TSQL Scalar functions are evil.

I’ve been working with a number of clients recently who all have suffered at the hands of TSQL Scalar functions. Scalar functions were introduced in SQL 2000 as a means to wrap logic so we benefit from code reuse and simplify our queries. Who would be daft enough not to think this was a good idea. I for one jumped on this initially thinking it was a great thing to do.

However as you might have gathered from the title scalar functions aren’t the nice friend you may think they are.

If you are running queries across large tables then this may explain why you are getting poor performance.

In this post we will look at a simple padding function, we will be creating large volumes to emphasize the issue with scalar udfs.

create function PadLeft(@val varchar(100), @len int, @char char(1))

returns varchar(100)



  return right(replicate(@char,@len) + @val, @len)




Scalar functions are interpreted code that means EVERY call to the function results in your code being interpreted. That means overhead for processing your function is proportional to the number of rows.

Running this code you will see that the native system calls take considerable less time than the UDF calls. On my machine it takes 2614 ms for the system calls and 38758ms for the UDF. Thats a 19x increase.

set statistics time on


select max(right(replicate('0',100) + o.name + c.name, 100))

from msdb.sys.columns o

cross join msdb.sys.columns c


select max(dbo.PadLeft(o.name + c.name, 100,'0'))

from msdb.sys.columns o

 cross join msdb.sys.columns c

If you run the last one again but with half the rows i.e. as follows the time is halved. This highlights how linear the performance is in relation to the number of rows

select max(dbo.PadLeft(o.name + c.name, 100,'0')), count(1)

from (select top 50 percent * from msdb.sys.columns )o

 cross join msdb.sys.columns c


Scalar functions are calculated on a single thread. This means that if you move to a multi core machine your performance will not be increased. This is shown by running against a query that results in parallel operators.

Create a very large table and populate it.

create table veryLargeTable (col1 bigint,  col2 bigint)--varchar(100))


declare @i int

set @i = 0

while @i < 20


    insert into veryLargeTable

    select object_id, object_id

    from sys.columns

    set @i = @i + 1



Then they perform the following queries  (You need to do this on a multi core machine),

set statistics time on


select max(right(replicate('0',100) + cast(v1.col1+ v2.col2 as varchar(100)), 100))

▸ Raw data

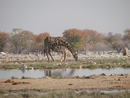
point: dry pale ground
(101, 82)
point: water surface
(66, 72)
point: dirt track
(104, 82)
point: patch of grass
(88, 63)
(7, 66)
(66, 94)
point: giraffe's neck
(68, 46)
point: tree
(92, 38)
(75, 37)
(38, 45)
(126, 38)
(22, 41)
(114, 41)
(3, 39)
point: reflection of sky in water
(7, 74)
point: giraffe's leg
(50, 55)
(46, 52)
(63, 54)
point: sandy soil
(103, 82)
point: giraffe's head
(75, 55)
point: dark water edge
(64, 72)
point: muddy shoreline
(100, 82)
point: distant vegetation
(22, 41)
(65, 94)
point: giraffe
(55, 44)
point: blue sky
(56, 16)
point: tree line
(23, 41)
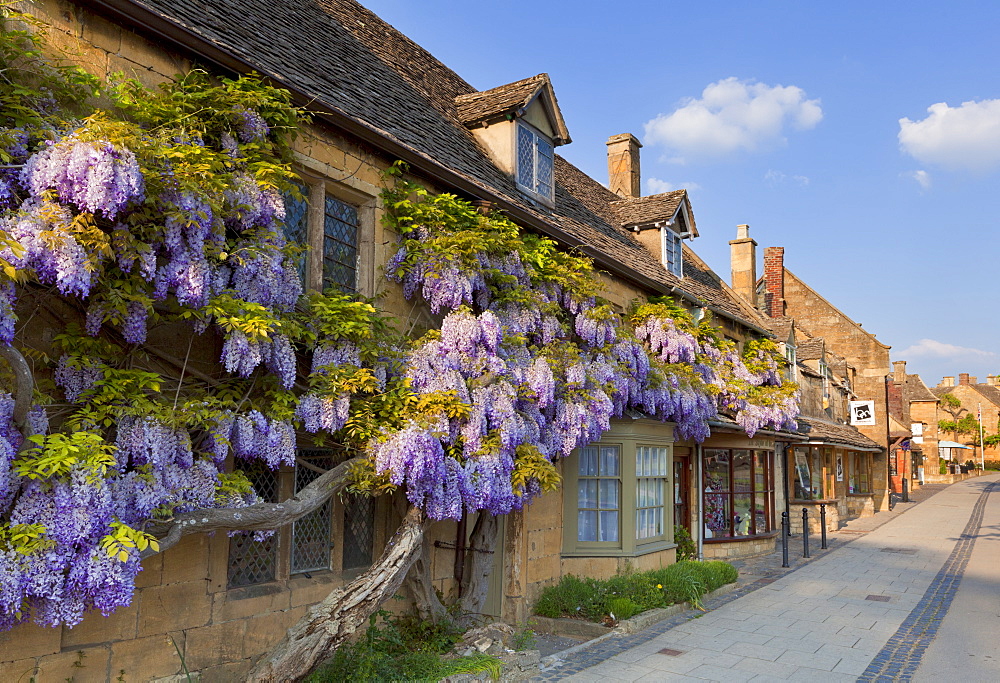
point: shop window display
(738, 493)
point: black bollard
(805, 532)
(784, 539)
(822, 525)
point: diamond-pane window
(252, 561)
(359, 531)
(535, 158)
(311, 533)
(340, 245)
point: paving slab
(827, 619)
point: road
(914, 599)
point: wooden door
(682, 491)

▸ Set tasks
1. Rename "PadLeft" to "LeftPad" in the post on TSQL scalar functions, and write out the part between "I’ve been working" and "returns varchar(100)", inclusive.
2. In the post on TSQL scalar functions, which SQL version introduced scalar functions?

▸ Worked solutions
1.
I’ve been working with a number of clients recently who all have suffered at the hands of TSQL Scalar functions. Scalar functions were introduced in SQL 2000 as a means to wrap logic so we benefit from code reuse and simplify our queries. Who would be daft enough not to think this was a good idea. I for one jumped on this initially thinking it was a great thing to do.

However as you might have gathered from the title scalar functions aren’t the nice friend you may think they are.

If you are running queries across large tables then this may explain why you are getting poor performance.

In this post we will look at a simple padding function, we will be creating large volumes to emphasize the issue with scalar udfs.

create function LeftPad(@val varchar(100), @len int, @char char(1))

returns varchar(100)

2. SQL 2000